--- begin ---

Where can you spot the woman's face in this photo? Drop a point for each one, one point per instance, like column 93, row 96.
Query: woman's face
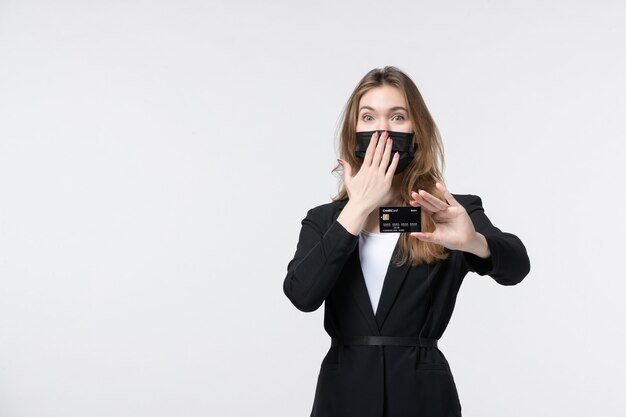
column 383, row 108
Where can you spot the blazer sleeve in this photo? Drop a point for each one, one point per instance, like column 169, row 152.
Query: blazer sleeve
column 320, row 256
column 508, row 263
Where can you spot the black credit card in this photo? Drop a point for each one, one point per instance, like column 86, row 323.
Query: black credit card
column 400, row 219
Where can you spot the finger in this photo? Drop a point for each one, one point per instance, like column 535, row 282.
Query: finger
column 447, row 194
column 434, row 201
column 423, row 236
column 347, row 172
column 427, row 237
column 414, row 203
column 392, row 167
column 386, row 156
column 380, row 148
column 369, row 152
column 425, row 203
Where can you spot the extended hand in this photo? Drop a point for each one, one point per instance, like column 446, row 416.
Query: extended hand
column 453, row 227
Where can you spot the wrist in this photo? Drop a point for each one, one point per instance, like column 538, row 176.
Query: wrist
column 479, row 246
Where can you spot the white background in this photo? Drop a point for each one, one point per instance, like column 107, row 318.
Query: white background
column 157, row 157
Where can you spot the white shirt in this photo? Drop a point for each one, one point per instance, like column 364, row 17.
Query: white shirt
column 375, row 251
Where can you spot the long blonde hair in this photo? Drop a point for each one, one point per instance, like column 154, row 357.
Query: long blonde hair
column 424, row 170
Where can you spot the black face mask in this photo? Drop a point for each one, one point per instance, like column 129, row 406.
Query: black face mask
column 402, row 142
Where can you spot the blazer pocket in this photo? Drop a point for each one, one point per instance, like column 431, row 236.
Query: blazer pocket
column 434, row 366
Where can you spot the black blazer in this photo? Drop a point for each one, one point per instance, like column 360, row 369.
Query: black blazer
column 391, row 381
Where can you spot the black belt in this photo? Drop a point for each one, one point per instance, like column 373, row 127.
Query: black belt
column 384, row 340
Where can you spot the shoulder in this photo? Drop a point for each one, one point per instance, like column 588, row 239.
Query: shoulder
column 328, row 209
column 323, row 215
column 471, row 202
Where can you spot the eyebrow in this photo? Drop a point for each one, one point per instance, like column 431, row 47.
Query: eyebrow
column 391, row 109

--- end ---
--- begin ---

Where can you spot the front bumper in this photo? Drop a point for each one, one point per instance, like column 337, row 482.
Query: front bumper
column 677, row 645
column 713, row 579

--- end ---

## [Direction]
Arrange the rows between the lines holding "Where can you spot the woman's" and "column 383, row 108", inclusive, as a two-column CSV with the headers instruction and response. Put each row's text and its answer in one quoted field apiece, with line breaks turned into spaces, and leave the pictures out.

## [Output for this exercise]
instruction,response
"Where can you spot the woman's face in this photo? Drop a point for each one, one point per instance, like column 93, row 96. Query: woman's face","column 383, row 108"